(Beginning of RECORDS TO PROCESS)

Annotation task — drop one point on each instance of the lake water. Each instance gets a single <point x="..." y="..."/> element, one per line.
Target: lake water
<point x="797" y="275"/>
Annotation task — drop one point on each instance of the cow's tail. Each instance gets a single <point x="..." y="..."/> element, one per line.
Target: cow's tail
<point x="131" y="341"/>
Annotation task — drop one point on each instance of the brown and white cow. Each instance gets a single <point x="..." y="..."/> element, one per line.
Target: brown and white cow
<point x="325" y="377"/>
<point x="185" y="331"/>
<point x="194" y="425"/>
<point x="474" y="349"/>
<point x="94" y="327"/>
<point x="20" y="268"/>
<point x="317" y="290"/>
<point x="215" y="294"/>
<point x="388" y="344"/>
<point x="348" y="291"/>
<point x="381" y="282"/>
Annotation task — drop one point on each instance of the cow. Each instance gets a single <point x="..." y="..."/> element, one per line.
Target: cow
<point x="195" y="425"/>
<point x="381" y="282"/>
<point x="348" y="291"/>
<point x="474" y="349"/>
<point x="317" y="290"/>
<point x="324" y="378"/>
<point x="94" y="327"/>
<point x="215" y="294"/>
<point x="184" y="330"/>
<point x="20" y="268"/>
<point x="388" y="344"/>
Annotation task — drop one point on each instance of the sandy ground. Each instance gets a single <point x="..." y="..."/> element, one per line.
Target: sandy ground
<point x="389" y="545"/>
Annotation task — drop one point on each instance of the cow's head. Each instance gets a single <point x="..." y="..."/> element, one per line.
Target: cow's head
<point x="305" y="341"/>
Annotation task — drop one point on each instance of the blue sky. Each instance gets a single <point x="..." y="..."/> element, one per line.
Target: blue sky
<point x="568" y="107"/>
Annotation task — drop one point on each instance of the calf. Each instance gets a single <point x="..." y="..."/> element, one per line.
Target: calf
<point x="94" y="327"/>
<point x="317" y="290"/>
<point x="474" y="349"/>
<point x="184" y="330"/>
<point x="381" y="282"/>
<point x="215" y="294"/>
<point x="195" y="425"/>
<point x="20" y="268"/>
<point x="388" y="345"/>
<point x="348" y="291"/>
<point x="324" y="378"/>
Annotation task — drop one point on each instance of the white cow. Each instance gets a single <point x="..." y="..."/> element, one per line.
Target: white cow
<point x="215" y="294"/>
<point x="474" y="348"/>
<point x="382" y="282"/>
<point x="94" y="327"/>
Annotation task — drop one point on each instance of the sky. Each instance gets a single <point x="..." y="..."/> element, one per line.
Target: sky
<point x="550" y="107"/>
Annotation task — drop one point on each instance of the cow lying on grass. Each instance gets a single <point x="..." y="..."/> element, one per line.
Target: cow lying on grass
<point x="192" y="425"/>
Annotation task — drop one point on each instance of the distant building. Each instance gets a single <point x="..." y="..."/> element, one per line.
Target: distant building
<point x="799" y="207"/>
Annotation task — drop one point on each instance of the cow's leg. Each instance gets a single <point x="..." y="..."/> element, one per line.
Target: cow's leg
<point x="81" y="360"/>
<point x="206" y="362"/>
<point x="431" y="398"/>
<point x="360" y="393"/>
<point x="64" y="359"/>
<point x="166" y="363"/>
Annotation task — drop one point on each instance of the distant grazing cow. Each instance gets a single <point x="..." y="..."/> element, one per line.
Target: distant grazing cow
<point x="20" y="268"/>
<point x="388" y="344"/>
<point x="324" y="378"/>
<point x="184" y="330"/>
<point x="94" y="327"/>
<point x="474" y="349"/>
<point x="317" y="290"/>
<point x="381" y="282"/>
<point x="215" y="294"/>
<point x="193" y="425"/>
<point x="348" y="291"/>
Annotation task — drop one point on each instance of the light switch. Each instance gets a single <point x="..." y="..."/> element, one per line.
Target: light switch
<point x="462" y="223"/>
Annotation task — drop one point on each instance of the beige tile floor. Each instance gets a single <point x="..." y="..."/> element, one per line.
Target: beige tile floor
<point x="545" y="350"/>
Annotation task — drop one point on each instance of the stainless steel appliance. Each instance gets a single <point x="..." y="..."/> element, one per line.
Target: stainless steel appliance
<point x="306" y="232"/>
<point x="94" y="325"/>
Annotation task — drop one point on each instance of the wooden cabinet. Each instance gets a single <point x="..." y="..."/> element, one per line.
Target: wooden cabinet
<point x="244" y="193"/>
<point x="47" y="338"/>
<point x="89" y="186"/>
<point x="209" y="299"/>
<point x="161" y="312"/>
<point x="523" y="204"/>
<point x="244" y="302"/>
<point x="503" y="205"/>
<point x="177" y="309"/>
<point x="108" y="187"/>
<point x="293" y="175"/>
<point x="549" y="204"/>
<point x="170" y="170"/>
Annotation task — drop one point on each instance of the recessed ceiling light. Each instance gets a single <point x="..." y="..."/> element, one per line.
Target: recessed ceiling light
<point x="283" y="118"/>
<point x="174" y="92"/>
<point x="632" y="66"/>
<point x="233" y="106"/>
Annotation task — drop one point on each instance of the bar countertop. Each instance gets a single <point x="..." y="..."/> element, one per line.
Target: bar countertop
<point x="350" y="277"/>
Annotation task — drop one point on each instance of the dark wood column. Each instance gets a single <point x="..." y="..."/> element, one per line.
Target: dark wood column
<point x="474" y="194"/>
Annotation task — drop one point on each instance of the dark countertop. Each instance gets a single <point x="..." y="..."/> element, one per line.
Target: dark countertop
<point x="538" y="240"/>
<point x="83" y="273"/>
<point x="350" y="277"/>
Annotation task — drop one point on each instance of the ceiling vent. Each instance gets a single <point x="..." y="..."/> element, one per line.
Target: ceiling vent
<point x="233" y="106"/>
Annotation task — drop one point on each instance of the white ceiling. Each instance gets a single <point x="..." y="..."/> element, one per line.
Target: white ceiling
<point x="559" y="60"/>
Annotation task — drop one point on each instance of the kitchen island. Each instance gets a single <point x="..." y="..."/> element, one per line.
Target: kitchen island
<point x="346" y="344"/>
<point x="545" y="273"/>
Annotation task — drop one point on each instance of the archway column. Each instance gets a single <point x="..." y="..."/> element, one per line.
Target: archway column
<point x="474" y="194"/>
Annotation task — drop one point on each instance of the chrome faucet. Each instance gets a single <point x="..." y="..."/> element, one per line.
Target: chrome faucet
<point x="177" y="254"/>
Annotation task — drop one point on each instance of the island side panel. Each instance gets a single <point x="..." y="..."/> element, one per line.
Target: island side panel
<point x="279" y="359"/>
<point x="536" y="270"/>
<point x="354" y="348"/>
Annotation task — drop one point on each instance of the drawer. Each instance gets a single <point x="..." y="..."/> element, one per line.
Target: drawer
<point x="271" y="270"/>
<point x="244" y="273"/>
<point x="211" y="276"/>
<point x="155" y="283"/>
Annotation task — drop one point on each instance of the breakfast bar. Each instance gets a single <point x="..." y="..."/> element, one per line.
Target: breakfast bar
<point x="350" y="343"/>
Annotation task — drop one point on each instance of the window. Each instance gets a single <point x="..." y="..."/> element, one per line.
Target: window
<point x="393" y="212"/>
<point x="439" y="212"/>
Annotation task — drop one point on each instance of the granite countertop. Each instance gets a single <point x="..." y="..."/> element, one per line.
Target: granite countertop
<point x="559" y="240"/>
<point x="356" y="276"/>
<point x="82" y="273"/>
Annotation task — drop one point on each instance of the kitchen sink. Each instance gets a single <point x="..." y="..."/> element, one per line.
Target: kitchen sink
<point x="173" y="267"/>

(End of RECORDS TO PROCESS)

YOUR GOAL: Output each record precisely as written.

EXERCISE ANSWER:
Annotation task — drop one point on each instance of the lake water. Each instance gets a single <point x="..." y="..."/> element, one per line.
Target: lake water
<point x="797" y="275"/>
Annotation task — drop one point on each instance of the cow's tail. Each instance gets a single <point x="..." y="..."/> element, one per line.
Target: cow's tail
<point x="131" y="341"/>
Annotation task — drop one point on each instance of the brown and white cow. Each instance gets a single <point x="..." y="..."/> element, one per line.
Target: brown and white cow
<point x="325" y="377"/>
<point x="185" y="331"/>
<point x="194" y="425"/>
<point x="474" y="349"/>
<point x="94" y="327"/>
<point x="20" y="268"/>
<point x="317" y="290"/>
<point x="215" y="294"/>
<point x="388" y="344"/>
<point x="348" y="291"/>
<point x="381" y="282"/>
Annotation task — drop one point on each instance of the cow. Each instance gets a single <point x="..." y="..."/> element, one per line.
Target: cow
<point x="195" y="425"/>
<point x="381" y="282"/>
<point x="348" y="291"/>
<point x="474" y="349"/>
<point x="317" y="290"/>
<point x="324" y="378"/>
<point x="94" y="327"/>
<point x="215" y="294"/>
<point x="184" y="330"/>
<point x="20" y="268"/>
<point x="388" y="344"/>
Annotation task — drop one point on each instance of the sandy ground. Each instance gets a single <point x="..." y="..."/> element, one per line.
Target: sandy ground
<point x="389" y="545"/>
Annotation task — drop one point on each instance of the cow's head. Each instance gets a single <point x="..." y="..."/> element, one per line.
Target: cow's head
<point x="305" y="341"/>
Annotation task — drop one point on each instance of the blue sky. Each instance gets a single <point x="..." y="..."/> element, one per line.
Target: blue sky
<point x="568" y="107"/>
Annotation task — drop one point on each instance of the calf. Each instance gets a single <point x="..." y="..."/> element, one per line.
Target: calf
<point x="94" y="327"/>
<point x="317" y="290"/>
<point x="474" y="349"/>
<point x="184" y="330"/>
<point x="381" y="282"/>
<point x="215" y="294"/>
<point x="195" y="425"/>
<point x="20" y="268"/>
<point x="388" y="345"/>
<point x="348" y="291"/>
<point x="324" y="378"/>
Annotation task — drop one point on each instance of the white cow. Each instance gets a single <point x="..." y="..."/> element, one per line.
Target: white cow
<point x="215" y="294"/>
<point x="474" y="348"/>
<point x="382" y="282"/>
<point x="94" y="327"/>
Annotation task — drop one point on each instance of the sky. Each instance gets a single <point x="..." y="..."/> element, one per line.
Target: sky
<point x="550" y="107"/>
Annotation task — drop one point on each instance of the cow lying on grass. Each instance gets a single <point x="..." y="..."/> element, one per line.
Target: cow lying on grass
<point x="192" y="425"/>
Annotation task — drop one point on each instance of the distant building. Each instance gets a single <point x="..." y="..."/> element, one per line.
Target: distant building
<point x="799" y="207"/>
Annotation task — drop one point on each instance of the cow's leg. Each instance gets a single <point x="..." y="..."/> element, one per line.
Target: cow's leg
<point x="81" y="360"/>
<point x="206" y="362"/>
<point x="431" y="398"/>
<point x="360" y="393"/>
<point x="64" y="359"/>
<point x="166" y="363"/>
Annotation task — drop one point on each instance of the distant grazing cow. Each instance gets a single <point x="..." y="..."/> element, one per line.
Target: distant grazing cow
<point x="20" y="268"/>
<point x="388" y="344"/>
<point x="324" y="378"/>
<point x="184" y="330"/>
<point x="94" y="327"/>
<point x="474" y="349"/>
<point x="317" y="290"/>
<point x="381" y="282"/>
<point x="215" y="294"/>
<point x="193" y="425"/>
<point x="348" y="291"/>
Annotation task — drop one point on each instance of the light switch. Each instance gets a single <point x="..." y="..."/> element, one per line.
Target: light switch
<point x="462" y="223"/>
Annotation task — drop one point on each instance of the beige tile floor. Each instance gets a single <point x="..." y="..."/> element, one per line.
Target: beige tile floor
<point x="545" y="350"/>
Annotation task — drop one point on each instance of the stainless steel appliance. Each instance gets a single <point x="..." y="..."/> element, one per line.
Target: stainless steel appliance
<point x="306" y="232"/>
<point x="94" y="325"/>
Annotation task — drop one point on each instance of the wooden cabinet. Each instance gets a single <point x="..." y="..."/> element, one per line.
Target: wooden cabinet
<point x="244" y="193"/>
<point x="47" y="338"/>
<point x="89" y="186"/>
<point x="209" y="299"/>
<point x="161" y="312"/>
<point x="523" y="204"/>
<point x="244" y="302"/>
<point x="503" y="205"/>
<point x="177" y="309"/>
<point x="108" y="187"/>
<point x="293" y="175"/>
<point x="549" y="204"/>
<point x="170" y="170"/>
Annotation task — drop one point on each instance of the recessed ceiling light. Each instance gets a single <point x="..." y="..."/> element, one per line.
Target: recessed ceiling light
<point x="283" y="118"/>
<point x="174" y="92"/>
<point x="632" y="66"/>
<point x="233" y="106"/>
Annotation task — drop one point on each instance of the bar countertop. Each instance gets a single <point x="..." y="..."/> element, one per line.
Target: bar countertop
<point x="350" y="277"/>
Annotation task — drop one point on each instance of the dark wood column. Each instance gets a single <point x="..." y="..."/> element, one per line.
Target: dark wood column
<point x="474" y="194"/>
Annotation task — drop one point on each instance of the dark countertop. Each instance gets a single <point x="..." y="..."/> element, one per line.
Target: dark countertop
<point x="538" y="240"/>
<point x="83" y="273"/>
<point x="350" y="277"/>
Annotation task — drop one point on each instance of the ceiling vent. Each instance gets a single <point x="..." y="..."/> element, one per line.
Target: ceiling vent
<point x="233" y="106"/>
Annotation task — drop one point on each instance of the white ceiling. Each instance gets a single <point x="..." y="..."/> element, one per line.
Target: white ceiling
<point x="559" y="60"/>
Annotation task — drop one point on each instance of the kitchen island. Each instance gets a single <point x="..." y="..."/> element, one per line.
Target: kitchen island
<point x="346" y="344"/>
<point x="545" y="273"/>
Annotation task — drop one point on each instance of the archway column. Each instance gets a single <point x="..." y="..."/> element, one per line.
Target: archway column
<point x="474" y="194"/>
Annotation task — drop one point on each instance of the chrome faucet. Each instance gets a single <point x="..." y="..."/> element, one per line.
Target: chrome faucet
<point x="177" y="254"/>
Annotation task — drop one point on each instance of the island side panel. Each instance gets a single <point x="..." y="..."/> element, one per line.
Target: island side panel
<point x="279" y="359"/>
<point x="536" y="270"/>
<point x="354" y="348"/>
Annotation task — drop one point on each instance of the drawer. Each instance gets a single <point x="..." y="..."/> element, one per line.
Target: drawer
<point x="271" y="270"/>
<point x="244" y="273"/>
<point x="211" y="276"/>
<point x="155" y="283"/>
Annotation task — drop one point on each instance of the breakfast bar. Each instance gets a single <point x="..." y="..."/> element, one per line.
Target: breakfast bar
<point x="350" y="343"/>
Annotation task — drop one point on each instance of the window. Each instance gets a single <point x="..." y="..."/> element, one per line.
Target: window
<point x="393" y="212"/>
<point x="439" y="212"/>
Annotation task — drop one point on each instance of the granite countertop. Each instance gets a single <point x="..." y="..."/> element, one per line.
Target: granite countertop
<point x="559" y="240"/>
<point x="356" y="276"/>
<point x="82" y="273"/>
Annotation task — drop one point on each instance of the kitchen sink. Each instance gets a single <point x="..." y="..."/> element, one per line.
Target: kitchen sink
<point x="173" y="267"/>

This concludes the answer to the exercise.